■ **DIRECTIONS**
Copy out every line of the records below word for word, with nothing changed.

════════

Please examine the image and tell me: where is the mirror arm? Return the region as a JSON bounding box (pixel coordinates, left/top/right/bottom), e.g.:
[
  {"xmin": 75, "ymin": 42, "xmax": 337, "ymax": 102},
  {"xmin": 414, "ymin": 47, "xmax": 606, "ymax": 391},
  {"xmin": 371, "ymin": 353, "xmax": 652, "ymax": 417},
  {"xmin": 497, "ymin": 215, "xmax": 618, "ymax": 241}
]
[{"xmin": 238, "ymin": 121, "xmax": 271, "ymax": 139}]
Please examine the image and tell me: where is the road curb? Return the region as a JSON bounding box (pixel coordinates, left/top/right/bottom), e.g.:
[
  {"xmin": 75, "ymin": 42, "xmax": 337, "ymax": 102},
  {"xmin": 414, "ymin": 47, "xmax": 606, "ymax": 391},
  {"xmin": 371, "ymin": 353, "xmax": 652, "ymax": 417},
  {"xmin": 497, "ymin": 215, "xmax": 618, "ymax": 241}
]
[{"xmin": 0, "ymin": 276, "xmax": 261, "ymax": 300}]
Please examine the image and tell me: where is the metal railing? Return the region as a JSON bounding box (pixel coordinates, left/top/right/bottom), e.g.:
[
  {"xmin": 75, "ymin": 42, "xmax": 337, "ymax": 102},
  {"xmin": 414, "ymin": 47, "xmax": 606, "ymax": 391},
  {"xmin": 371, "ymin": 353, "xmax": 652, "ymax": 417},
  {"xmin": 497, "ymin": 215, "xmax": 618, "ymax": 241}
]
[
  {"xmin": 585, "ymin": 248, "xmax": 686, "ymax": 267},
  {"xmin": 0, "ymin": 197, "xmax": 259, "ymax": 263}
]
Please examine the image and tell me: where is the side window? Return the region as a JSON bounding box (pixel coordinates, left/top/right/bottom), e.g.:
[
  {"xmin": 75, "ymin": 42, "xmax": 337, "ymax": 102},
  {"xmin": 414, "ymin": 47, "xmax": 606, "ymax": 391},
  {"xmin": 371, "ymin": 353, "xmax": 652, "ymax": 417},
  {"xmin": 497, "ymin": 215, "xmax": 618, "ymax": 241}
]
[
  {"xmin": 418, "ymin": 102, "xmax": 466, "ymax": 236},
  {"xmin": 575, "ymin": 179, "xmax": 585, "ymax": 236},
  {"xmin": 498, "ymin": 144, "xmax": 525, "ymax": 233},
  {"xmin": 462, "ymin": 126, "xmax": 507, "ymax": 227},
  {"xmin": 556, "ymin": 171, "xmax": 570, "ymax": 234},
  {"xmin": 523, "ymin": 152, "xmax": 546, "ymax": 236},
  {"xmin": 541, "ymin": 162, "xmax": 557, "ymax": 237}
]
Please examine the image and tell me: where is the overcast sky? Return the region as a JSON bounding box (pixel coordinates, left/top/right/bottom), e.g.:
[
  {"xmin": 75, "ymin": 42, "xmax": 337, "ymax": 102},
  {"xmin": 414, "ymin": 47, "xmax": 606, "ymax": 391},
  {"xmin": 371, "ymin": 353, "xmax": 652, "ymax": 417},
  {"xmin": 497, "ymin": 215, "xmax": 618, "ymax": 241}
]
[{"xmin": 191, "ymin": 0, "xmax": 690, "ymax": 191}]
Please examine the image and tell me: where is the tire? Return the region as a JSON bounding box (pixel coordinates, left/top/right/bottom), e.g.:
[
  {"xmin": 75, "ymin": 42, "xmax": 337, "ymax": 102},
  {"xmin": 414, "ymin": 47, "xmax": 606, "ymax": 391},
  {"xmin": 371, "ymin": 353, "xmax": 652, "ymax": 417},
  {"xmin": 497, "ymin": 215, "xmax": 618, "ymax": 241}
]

════════

■ **THE COMPLETED TASK**
Please examine the image and tell me: where is the mirror arm? Return the region as a JSON bounding box (pixel coordinates, left/top/right/bottom), e.g.:
[
  {"xmin": 75, "ymin": 42, "xmax": 337, "ymax": 102},
  {"xmin": 414, "ymin": 47, "xmax": 606, "ymax": 391},
  {"xmin": 371, "ymin": 353, "xmax": 652, "ymax": 417},
  {"xmin": 497, "ymin": 215, "xmax": 618, "ymax": 241}
]
[{"xmin": 238, "ymin": 121, "xmax": 271, "ymax": 139}]
Please examine the image and tell me: where is the road curb? Return the region as a JSON bounding box (pixel coordinates, left/top/right/bottom), e.g.:
[
  {"xmin": 75, "ymin": 42, "xmax": 337, "ymax": 102},
  {"xmin": 414, "ymin": 47, "xmax": 606, "ymax": 391},
  {"xmin": 371, "ymin": 353, "xmax": 652, "ymax": 417},
  {"xmin": 497, "ymin": 215, "xmax": 618, "ymax": 241}
]
[{"xmin": 0, "ymin": 276, "xmax": 261, "ymax": 300}]
Please examine the image and tell me: where is the metal railing? Return the region as a JSON bounding box (pixel coordinates, left/top/right/bottom), e.g.:
[
  {"xmin": 75, "ymin": 42, "xmax": 337, "ymax": 102},
  {"xmin": 414, "ymin": 47, "xmax": 606, "ymax": 391},
  {"xmin": 371, "ymin": 353, "xmax": 652, "ymax": 417},
  {"xmin": 497, "ymin": 215, "xmax": 618, "ymax": 241}
]
[
  {"xmin": 585, "ymin": 248, "xmax": 686, "ymax": 267},
  {"xmin": 0, "ymin": 197, "xmax": 259, "ymax": 263}
]
Please examine the image and tell me: where is the side window? Return the region as a JSON bounding box (pixel coordinates, left/top/right/bottom), e.g.:
[
  {"xmin": 75, "ymin": 42, "xmax": 337, "ymax": 102},
  {"xmin": 414, "ymin": 47, "xmax": 606, "ymax": 391},
  {"xmin": 371, "ymin": 353, "xmax": 652, "ymax": 417},
  {"xmin": 497, "ymin": 215, "xmax": 618, "ymax": 241}
]
[
  {"xmin": 418, "ymin": 102, "xmax": 466, "ymax": 236},
  {"xmin": 575, "ymin": 179, "xmax": 585, "ymax": 236},
  {"xmin": 498, "ymin": 144, "xmax": 525, "ymax": 233},
  {"xmin": 462, "ymin": 126, "xmax": 507, "ymax": 227},
  {"xmin": 556, "ymin": 171, "xmax": 570, "ymax": 234},
  {"xmin": 523, "ymin": 152, "xmax": 546, "ymax": 236},
  {"xmin": 541, "ymin": 162, "xmax": 557, "ymax": 237}
]
Please examine the image and tell me: where is the overcast sky? Return the region as a JSON bounding box (pixel coordinates, left/top/right/bottom), e.g.:
[
  {"xmin": 75, "ymin": 42, "xmax": 337, "ymax": 102},
  {"xmin": 414, "ymin": 47, "xmax": 606, "ymax": 391},
  {"xmin": 371, "ymin": 353, "xmax": 652, "ymax": 417},
  {"xmin": 497, "ymin": 215, "xmax": 618, "ymax": 241}
]
[{"xmin": 191, "ymin": 0, "xmax": 690, "ymax": 191}]
Please examine the image and tell me: where is the tire? Return the region as a JSON bounding box (pixel coordinates, left/top/right/bottom), e.g.:
[
  {"xmin": 75, "ymin": 42, "xmax": 337, "ymax": 102},
  {"xmin": 414, "ymin": 47, "xmax": 606, "ymax": 391},
  {"xmin": 371, "ymin": 353, "xmax": 652, "ymax": 417},
  {"xmin": 497, "ymin": 215, "xmax": 618, "ymax": 241}
]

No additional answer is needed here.